DOCUMENT
§ §
Government Affairs
Current
Issue
Sportfishing
Access in Cape Hatteras National Seashore Recreation Area (CHNSRA)
The
Issue
On June 11, Senators Elizabeth Dole (R-NC) and Richard Burr (R-NC)
and Representative Walter B. Jones, Jr. (R-NC), introduced legislation (S.
3113 and H.R.
6233) that would reinstate the Interim Strategy governing off-road vehicle
(ORV) and pedestrian use in Cape Hatteras National Seashore Recreation Area
(CHNSRA) in North Carolina. The reinstatement of the Interim Strategy
would override the requirements established by a recent consent decree that
currently prevents ORV and citizen access to a significant portion of the
seashore in the name of shorebird protection, specifically the piping plover. S.
3113 and H.R. 6233 would restore reasonable ORV and pedestrian access to
CHNSRA while continuing appropriate resource protection.
§ §
EXERCISE INPUT
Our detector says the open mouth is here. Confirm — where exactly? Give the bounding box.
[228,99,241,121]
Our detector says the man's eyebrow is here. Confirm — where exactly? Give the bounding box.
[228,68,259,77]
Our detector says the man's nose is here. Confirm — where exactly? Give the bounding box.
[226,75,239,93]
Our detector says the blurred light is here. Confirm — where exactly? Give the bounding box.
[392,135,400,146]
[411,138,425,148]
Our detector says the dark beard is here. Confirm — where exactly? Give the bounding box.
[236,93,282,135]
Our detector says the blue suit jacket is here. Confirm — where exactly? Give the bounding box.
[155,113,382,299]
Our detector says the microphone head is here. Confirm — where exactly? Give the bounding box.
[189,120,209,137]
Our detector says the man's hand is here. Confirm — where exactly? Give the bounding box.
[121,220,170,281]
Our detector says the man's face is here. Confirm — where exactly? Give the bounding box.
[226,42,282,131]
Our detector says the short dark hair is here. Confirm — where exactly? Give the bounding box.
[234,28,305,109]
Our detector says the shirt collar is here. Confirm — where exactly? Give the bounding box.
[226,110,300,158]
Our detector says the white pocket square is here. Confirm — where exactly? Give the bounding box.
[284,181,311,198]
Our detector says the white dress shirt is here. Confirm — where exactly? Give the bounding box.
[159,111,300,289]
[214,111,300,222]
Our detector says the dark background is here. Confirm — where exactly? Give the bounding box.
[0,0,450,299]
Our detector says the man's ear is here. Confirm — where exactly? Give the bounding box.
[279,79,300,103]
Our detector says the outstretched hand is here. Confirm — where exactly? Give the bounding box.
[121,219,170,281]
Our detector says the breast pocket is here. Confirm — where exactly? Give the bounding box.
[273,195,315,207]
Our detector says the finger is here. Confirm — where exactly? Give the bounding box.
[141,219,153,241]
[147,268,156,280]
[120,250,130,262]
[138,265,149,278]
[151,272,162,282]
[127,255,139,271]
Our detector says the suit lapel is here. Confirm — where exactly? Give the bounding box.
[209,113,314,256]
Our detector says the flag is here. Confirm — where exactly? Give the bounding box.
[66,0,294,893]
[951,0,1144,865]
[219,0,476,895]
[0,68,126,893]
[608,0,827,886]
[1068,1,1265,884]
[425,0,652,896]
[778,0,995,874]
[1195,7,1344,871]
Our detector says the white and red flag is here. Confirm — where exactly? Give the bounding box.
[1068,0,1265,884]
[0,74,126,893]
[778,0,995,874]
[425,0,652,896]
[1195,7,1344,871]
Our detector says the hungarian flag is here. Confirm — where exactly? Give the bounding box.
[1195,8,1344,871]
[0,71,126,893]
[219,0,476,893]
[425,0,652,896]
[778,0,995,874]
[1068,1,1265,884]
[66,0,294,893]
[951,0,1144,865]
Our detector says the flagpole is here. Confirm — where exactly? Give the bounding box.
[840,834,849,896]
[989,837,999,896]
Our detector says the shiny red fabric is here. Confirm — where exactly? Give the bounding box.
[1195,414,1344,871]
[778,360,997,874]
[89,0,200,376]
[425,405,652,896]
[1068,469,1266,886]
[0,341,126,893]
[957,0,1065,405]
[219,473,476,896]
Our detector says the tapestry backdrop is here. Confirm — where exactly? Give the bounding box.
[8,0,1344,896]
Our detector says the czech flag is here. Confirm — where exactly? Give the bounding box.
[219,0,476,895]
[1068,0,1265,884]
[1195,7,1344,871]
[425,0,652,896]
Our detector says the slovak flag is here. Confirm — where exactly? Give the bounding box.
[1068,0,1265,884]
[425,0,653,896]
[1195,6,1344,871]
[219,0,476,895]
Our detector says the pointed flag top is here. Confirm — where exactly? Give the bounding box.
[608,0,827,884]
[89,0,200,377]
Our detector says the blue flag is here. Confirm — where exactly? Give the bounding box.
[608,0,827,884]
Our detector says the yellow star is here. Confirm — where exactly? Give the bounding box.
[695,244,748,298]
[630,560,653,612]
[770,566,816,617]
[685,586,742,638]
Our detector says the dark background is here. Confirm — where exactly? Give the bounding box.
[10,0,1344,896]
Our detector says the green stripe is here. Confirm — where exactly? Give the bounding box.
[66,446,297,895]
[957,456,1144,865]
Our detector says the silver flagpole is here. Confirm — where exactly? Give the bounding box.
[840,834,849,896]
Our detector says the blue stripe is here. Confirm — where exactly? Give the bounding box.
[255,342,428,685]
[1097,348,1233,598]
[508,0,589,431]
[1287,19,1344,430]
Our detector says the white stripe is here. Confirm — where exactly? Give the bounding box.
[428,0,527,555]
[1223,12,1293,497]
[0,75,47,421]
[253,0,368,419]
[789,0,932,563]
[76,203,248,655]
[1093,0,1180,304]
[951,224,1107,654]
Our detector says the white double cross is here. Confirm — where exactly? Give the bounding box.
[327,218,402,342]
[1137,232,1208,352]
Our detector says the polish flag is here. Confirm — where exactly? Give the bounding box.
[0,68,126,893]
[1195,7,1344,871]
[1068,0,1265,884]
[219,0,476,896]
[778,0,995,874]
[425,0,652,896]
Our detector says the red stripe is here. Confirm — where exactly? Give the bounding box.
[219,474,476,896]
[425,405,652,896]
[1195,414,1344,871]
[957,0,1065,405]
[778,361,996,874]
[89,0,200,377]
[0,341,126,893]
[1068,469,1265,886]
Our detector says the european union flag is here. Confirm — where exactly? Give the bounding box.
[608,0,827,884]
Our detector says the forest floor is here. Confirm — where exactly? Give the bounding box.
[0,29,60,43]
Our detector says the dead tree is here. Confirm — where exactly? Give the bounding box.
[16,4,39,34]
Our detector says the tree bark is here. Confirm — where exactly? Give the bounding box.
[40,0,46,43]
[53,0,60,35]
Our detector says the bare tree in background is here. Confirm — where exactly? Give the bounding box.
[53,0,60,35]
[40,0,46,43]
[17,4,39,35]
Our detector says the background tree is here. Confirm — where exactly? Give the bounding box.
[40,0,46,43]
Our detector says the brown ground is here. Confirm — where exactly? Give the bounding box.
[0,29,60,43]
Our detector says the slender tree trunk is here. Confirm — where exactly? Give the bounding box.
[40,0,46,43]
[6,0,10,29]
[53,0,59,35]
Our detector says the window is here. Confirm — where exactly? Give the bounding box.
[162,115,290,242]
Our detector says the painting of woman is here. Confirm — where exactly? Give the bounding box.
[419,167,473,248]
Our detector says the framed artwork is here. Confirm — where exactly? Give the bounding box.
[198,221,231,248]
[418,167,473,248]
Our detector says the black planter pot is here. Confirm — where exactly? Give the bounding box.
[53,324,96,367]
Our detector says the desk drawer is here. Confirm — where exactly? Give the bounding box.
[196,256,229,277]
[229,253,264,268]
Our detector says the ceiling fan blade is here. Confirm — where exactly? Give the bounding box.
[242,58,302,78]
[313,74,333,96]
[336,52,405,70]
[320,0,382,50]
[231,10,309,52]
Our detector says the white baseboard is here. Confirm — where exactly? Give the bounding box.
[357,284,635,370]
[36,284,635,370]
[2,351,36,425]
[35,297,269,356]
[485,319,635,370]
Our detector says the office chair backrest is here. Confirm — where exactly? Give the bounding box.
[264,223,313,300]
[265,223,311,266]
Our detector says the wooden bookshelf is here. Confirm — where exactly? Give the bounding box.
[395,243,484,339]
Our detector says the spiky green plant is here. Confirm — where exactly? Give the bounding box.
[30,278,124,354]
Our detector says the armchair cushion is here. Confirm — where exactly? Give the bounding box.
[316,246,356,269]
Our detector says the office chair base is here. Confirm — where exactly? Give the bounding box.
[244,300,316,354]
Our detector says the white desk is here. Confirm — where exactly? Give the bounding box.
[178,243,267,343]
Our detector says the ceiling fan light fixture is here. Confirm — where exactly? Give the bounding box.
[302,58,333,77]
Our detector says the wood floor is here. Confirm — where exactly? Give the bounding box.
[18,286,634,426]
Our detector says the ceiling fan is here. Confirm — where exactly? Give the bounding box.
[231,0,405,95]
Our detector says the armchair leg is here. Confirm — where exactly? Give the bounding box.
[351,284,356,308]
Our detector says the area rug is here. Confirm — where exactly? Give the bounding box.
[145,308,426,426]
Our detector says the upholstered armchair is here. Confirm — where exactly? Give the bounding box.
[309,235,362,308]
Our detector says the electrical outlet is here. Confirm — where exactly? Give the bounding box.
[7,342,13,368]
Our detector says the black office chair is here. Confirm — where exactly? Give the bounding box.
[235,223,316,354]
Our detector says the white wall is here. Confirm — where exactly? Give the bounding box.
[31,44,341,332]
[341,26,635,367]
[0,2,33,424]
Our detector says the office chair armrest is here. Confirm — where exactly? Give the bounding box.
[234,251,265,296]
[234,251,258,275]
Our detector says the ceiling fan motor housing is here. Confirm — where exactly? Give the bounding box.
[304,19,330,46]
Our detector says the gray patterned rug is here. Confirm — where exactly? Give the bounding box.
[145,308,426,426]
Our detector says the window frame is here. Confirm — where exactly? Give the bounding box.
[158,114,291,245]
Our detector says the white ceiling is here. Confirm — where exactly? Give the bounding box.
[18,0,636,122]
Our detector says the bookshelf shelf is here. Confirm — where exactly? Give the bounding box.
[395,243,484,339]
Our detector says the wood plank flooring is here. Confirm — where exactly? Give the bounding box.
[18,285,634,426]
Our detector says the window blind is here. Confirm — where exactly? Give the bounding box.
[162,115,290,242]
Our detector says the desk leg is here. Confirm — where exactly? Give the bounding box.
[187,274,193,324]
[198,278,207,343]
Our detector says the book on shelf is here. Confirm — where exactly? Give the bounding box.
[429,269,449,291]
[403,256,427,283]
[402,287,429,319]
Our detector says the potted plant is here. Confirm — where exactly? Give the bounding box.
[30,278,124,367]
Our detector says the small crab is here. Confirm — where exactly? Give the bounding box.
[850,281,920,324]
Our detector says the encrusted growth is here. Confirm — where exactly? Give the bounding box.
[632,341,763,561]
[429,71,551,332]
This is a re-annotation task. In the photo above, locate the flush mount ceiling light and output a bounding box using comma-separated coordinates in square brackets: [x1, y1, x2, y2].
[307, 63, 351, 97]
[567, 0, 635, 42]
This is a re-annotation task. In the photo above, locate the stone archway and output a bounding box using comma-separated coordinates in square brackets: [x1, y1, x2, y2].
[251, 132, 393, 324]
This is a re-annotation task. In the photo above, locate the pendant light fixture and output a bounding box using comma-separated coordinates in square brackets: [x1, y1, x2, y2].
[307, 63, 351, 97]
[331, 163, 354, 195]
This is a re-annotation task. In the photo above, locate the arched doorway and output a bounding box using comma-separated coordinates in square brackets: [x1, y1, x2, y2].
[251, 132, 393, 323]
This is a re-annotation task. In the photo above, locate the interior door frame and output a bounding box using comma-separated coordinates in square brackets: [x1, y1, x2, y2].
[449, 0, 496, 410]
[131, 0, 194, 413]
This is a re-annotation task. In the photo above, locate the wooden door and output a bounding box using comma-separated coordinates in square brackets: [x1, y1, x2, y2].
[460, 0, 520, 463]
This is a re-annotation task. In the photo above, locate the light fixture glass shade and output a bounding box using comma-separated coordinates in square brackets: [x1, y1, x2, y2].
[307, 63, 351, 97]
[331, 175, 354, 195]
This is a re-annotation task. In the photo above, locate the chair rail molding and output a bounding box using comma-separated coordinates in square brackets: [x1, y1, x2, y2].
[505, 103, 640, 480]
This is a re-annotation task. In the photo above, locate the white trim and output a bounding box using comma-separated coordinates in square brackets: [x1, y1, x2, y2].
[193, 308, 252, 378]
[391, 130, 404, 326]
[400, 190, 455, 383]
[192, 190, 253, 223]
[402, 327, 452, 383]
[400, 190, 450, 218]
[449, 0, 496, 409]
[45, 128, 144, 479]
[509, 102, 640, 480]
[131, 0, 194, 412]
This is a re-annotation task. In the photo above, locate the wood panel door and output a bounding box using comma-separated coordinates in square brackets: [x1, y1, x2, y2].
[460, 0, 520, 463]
§ §
DIRECTIONS
1 – Reproduce the text on sportfishing access in Cape Hatteras National Seashore word for word, in full.
2 – In the records, take the lines from the one holding "locate the wooden" through the one holding "[331, 175, 354, 195]", inclusive, and rewrite them with "glass shade" changed to "lamp shade", leaving everything else the same. Return only those lines.
The text and the records have no connection to each other.

PER-TASK OUTPUTS
1 –
Government Affairs
Current
Issue
Sportfishing
Access in Cape Hatteras National Seashore Recreation Area (CHNSRA)
The
Issue
On June 11, Senators Elizabeth Dole (R-NC) and Richard Burr (R-NC)
and Representative Walter B. Jones, Jr. (R-NC), introduced legislation (S.
3113 and H.R.
6233) that would reinstate the Interim Strategy governing off-road vehicle
(ORV) and pedestrian use in Cape Hatteras National Seashore Recreation Area
(CHNSRA) in North Carolina. The reinstatement of the Interim Strategy
would override the requirements established by a recent consent decree that
currently prevents ORV and citizen access to a significant portion of the
seashore in the name of shorebird protection, specifically the piping plover. S.
3113 and H.R. 6233 would restore reasonable ORV and pedestrian access to
CHNSRA while continuing appropriate resource protection.

2 –
This is a re-annotation task. In the photo above, locate the wooden door and output a bounding box using comma-separated coordinates in square brackets: [x1, y1, x2, y2].
[460, 0, 520, 463]
This is a re-annotation task. In the photo above, locate the light fixture lamp shade and output a bounding box using comma-separated coordinates in square brackets: [x1, y1, x2, y2].
[307, 63, 351, 97]
[331, 175, 354, 195]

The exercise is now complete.